### STATED GOAL
Render the lines of the records from the line containing "The next step requires clicking the front wheel." through the line containing "[0,395,800,530]", both included, as a JSON list of strings with one string per line and blank lines omitted.

### PROVIDED ENTRIES
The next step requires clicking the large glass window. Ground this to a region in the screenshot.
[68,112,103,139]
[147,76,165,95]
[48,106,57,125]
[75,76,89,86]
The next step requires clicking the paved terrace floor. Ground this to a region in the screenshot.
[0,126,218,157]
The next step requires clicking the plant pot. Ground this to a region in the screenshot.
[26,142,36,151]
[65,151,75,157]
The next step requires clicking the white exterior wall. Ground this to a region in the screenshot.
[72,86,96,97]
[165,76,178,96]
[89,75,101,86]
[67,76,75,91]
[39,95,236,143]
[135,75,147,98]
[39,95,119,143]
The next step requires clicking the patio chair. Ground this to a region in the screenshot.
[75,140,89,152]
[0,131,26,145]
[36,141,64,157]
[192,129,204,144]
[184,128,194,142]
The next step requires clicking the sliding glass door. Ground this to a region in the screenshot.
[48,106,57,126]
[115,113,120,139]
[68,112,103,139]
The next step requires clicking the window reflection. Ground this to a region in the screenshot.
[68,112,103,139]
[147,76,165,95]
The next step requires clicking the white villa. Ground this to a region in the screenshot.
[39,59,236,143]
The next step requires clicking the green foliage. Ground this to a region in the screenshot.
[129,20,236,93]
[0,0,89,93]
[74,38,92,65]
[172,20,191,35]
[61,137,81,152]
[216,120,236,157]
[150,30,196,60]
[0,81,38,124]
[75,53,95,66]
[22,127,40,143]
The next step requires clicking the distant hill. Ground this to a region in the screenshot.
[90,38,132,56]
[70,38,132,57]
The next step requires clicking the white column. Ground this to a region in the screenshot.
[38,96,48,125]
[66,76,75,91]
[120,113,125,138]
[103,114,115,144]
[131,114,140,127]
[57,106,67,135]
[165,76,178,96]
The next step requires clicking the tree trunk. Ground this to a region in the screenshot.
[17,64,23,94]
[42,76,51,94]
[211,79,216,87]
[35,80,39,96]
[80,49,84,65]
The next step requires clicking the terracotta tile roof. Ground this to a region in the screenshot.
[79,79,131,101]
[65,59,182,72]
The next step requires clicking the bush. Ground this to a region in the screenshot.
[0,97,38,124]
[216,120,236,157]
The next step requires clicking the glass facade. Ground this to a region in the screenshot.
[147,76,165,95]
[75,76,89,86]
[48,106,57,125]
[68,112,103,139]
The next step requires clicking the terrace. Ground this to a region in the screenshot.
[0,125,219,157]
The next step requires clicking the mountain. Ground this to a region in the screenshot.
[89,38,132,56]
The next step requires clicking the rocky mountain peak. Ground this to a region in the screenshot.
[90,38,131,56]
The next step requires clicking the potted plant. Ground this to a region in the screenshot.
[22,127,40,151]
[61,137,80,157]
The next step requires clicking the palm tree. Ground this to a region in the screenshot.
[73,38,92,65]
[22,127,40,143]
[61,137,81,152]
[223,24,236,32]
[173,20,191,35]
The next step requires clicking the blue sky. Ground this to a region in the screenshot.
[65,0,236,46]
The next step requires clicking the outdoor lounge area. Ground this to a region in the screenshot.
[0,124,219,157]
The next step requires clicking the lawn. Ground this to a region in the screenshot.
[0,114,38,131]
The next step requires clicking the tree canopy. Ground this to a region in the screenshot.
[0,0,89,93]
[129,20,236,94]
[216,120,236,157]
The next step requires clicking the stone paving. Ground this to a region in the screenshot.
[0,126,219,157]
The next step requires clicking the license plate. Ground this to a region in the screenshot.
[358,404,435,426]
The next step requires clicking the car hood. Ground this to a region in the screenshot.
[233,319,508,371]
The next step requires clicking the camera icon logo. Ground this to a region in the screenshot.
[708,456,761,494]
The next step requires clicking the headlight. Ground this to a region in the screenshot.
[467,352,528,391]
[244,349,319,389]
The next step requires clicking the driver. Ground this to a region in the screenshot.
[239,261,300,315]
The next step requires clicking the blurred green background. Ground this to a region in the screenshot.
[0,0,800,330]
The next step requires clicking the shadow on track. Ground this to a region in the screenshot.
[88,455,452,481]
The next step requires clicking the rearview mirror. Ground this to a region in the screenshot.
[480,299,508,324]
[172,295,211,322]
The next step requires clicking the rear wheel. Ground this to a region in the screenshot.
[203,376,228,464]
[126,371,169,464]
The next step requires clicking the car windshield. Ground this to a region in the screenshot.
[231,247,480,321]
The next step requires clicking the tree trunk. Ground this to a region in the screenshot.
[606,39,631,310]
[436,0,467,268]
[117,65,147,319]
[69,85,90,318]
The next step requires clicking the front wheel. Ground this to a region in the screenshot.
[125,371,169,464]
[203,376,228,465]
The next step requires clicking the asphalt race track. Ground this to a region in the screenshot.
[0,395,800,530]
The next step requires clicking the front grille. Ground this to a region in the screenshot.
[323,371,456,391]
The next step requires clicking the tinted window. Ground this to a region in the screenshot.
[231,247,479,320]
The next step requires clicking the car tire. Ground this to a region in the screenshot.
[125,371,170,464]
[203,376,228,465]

### EXERCISE RESPONSE
[
  "The next step requires clicking the front wheel. Ground this to a region in the screenshot.",
  "[125,371,169,464]",
  "[203,376,228,465]",
  "The next step requires clicking the asphalt race track. Ground this to a region in the screenshot.",
  "[0,395,800,530]"
]